__Exercise details__:
Word for word, retype every entry in the listing.

__Labeled-object pointing entries__:
■ ■ ■

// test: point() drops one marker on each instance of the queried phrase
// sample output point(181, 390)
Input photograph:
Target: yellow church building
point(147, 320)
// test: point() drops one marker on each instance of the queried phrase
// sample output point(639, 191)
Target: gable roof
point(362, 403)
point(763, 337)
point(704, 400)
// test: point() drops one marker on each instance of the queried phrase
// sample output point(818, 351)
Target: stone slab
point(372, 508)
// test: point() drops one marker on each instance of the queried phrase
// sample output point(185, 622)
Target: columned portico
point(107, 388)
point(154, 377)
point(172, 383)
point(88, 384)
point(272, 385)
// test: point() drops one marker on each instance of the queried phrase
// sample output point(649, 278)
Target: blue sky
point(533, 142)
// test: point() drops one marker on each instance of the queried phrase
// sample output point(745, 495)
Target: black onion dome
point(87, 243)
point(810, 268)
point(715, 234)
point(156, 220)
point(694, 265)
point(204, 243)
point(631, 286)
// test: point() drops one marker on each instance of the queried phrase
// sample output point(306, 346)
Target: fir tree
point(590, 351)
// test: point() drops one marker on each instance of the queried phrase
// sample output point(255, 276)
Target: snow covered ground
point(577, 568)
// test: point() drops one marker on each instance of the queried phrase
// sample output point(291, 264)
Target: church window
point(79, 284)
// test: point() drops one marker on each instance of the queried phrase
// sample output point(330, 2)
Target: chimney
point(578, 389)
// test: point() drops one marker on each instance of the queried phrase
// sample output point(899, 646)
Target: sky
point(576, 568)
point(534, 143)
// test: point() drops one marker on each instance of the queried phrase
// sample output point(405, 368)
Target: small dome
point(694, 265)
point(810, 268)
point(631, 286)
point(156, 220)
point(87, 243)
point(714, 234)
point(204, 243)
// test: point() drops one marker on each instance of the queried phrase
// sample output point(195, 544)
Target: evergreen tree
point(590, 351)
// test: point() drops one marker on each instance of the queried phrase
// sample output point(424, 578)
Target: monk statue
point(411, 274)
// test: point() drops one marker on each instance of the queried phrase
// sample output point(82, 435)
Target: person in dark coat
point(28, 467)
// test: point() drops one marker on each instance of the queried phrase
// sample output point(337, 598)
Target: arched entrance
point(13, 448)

■ ■ ■

__Problem solution__:
// test: point() drops one marker on each instance of the queried phrase
// sample output point(181, 390)
Input photograph:
Target: yellow church building
point(147, 320)
// test: point() drops one marker on each instance of the queried phrase
// sample output point(639, 191)
Target: gable roof
point(362, 403)
point(763, 337)
point(704, 400)
// test: point() drops one marker on each instance of the queried phrase
// sample output point(818, 351)
Target: stone slab
point(372, 508)
// test: point() drops one marker on each instance of the queried phrase
// sample output point(185, 622)
Target: columned portico
point(107, 388)
point(154, 377)
point(172, 383)
point(88, 384)
point(272, 385)
// test: point() drops one marker on each instance of the queried phrase
// sample output point(649, 278)
Target: blue sky
point(533, 142)
// test: point() drops one marker on each instance of the queried phrase
// sample output point(745, 495)
Target: black onion dome
point(87, 243)
point(810, 268)
point(715, 234)
point(156, 220)
point(694, 265)
point(204, 243)
point(631, 286)
// test: point() drops one marker on each instance of the queried phrase
// sample output point(306, 346)
Target: fir tree
point(590, 351)
// test: point() drops one marker on each instance of the queried phrase
// sample output point(255, 276)
Target: snow covered ground
point(577, 568)
// test: point() drops one marker on each instance of the queried phrase
// sample output point(291, 264)
Target: church window
point(79, 284)
// test: point() drops one marker on each instance of the queried phrase
// sample output point(330, 2)
Target: chimney
point(578, 389)
// test: point() drops one marker on each instance of the queried phrase
// sample output point(899, 646)
Target: sky
point(576, 568)
point(534, 143)
// test: point() drops one marker on each instance of the queried phrase
// sample output point(405, 368)
Target: small dome
point(694, 265)
point(810, 268)
point(631, 286)
point(156, 220)
point(87, 243)
point(714, 234)
point(204, 243)
// test: point() drops one marker on each instance of the queried phrase
// sample output point(195, 544)
Target: evergreen tree
point(590, 351)
// test: point() drops one marker on each instance of the queried phrase
// sample output point(424, 578)
Target: monk statue
point(411, 274)
// test: point() drops one marker on each instance of the queried phrase
// sample output point(82, 435)
Target: person in dark coat
point(28, 467)
// test: point() drops one marker on each instance of the queried phrase
// sample output point(337, 598)
Target: arched entrance
point(13, 448)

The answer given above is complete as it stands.